--- start Dataset rows ---

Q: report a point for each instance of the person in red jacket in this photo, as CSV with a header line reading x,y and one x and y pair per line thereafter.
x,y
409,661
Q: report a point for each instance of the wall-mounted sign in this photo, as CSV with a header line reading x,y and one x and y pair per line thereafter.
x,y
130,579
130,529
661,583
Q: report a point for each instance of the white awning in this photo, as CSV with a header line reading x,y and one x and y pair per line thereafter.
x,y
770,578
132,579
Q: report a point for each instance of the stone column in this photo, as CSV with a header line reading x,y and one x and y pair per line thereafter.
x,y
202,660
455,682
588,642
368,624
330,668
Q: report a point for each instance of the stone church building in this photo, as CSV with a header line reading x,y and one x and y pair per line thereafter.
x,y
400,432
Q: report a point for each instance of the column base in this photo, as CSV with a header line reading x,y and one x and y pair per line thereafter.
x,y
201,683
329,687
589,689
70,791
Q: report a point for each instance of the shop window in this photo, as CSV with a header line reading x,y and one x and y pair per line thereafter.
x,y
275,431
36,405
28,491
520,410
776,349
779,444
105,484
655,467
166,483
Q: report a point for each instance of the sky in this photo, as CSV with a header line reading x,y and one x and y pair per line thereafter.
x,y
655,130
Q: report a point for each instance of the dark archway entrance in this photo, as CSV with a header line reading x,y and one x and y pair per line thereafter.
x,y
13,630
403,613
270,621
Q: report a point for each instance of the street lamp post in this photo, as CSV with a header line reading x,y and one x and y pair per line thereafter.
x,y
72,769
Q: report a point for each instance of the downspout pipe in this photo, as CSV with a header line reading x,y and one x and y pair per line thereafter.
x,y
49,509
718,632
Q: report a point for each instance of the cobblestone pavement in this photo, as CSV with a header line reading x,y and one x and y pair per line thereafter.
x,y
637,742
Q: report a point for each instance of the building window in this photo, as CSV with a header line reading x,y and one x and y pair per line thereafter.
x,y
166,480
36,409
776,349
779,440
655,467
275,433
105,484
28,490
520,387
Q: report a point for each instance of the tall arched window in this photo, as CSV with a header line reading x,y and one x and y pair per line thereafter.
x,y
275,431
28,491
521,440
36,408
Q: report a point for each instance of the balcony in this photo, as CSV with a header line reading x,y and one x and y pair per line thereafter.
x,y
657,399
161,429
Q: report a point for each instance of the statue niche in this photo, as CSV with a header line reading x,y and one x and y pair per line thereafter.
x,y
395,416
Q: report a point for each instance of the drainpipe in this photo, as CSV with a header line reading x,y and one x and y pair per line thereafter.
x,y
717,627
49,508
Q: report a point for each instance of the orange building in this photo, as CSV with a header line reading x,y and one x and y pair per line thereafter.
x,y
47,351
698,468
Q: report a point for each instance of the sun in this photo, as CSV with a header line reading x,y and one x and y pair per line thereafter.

--- end Dataset rows ---

*Direction*: Write out the whole listing again, exactly as it stands.

*Task result*:
Q: report a point for each instance of the person in red jacket in this photo, as CSV with a header line reading x,y and one x and y pair per line thereafter.
x,y
409,661
Q: report a point for each instance of the wall-mounted sign in this photo, as CSV with a header line reading x,y and one x and y pair per line thereafter.
x,y
130,579
130,529
661,583
Q: report a point for each instance of the white awning in this photo, as CSV with a header line reading x,y and one x and y pair per line thereafter.
x,y
770,578
132,579
Q: report a point for each instance of the stone column in this photo, as CSV with a header line reading x,y and one x and y pair per line thereafter.
x,y
202,660
455,682
588,642
368,624
330,668
Q: report a point for each instance of the stone church building in this photo, as CSV with a header line reading x,y and one x and y pair per line thereafter.
x,y
400,432
Q: report a point for each instance of the column base in this photo, as CSV with a header line reading x,y and one x and y pair per line thereafter.
x,y
201,683
329,687
589,689
70,791
Q: report a point for each instance of the shop window in this photo, as CSV with a header line reading x,y and one x and y pair per line thereafter.
x,y
275,431
36,405
28,491
520,410
776,349
779,444
105,484
655,467
166,483
Q: report a point for each instance of the sky in this photo, as CSV with a header line reading x,y and one x and y pair per line thereafter.
x,y
655,130
Q: report a point for each instance of the dark archway entrance in this photo, as CSV with a header line reading x,y and one x and y pair per line thereafter.
x,y
13,630
403,613
270,621
Q: report a point for each instance of the street lamp post in this photo, as CSV with a header line reading x,y and one x and y pair per line thereafter.
x,y
72,769
Q: report a point for each instance of the downspout pipe in this photo, as CSV with a header line reading x,y and one x and y pair per line thereafter.
x,y
49,509
718,632
Q: report a point for each instance of the cobblestone pavement in this photo, as CSV with a header line reading x,y and one x and y pair per line thereafter.
x,y
637,742
Q: report a point for each instance of the building window in this photo, as CSV with a header line reading x,y and one x and y pair per line thereafter.
x,y
166,480
36,409
776,349
779,440
655,467
275,433
105,484
28,490
520,387
Q: report a point for each instance of the tall arched window in this photo, as CSV with a header line reading x,y and one x and y pair per line thereafter.
x,y
275,431
28,491
521,440
36,408
Q: report a point for each instance of the balcony in this photo, as CSV with a header line reading x,y and one x and y pair per line thereafter.
x,y
657,399
161,429
Q: report a point for each instance of the statue niche in this photo, as CSV with a header line reading x,y and one x and y pair per line thereafter.
x,y
395,416
Q: report a point for each instance of the drainpipe in this photo, as CSV with a header line reading x,y and one x and y pair per line thereafter.
x,y
717,627
49,508
Q: report a point for each instance of the orange building in this photo, as CSV with a header line reading x,y and one x and y pair per line thereafter.
x,y
47,351
698,468
Q: report a point for each instance of the sun in this photo, as CSV with a header line reading x,y and one x and y pair per line thereafter.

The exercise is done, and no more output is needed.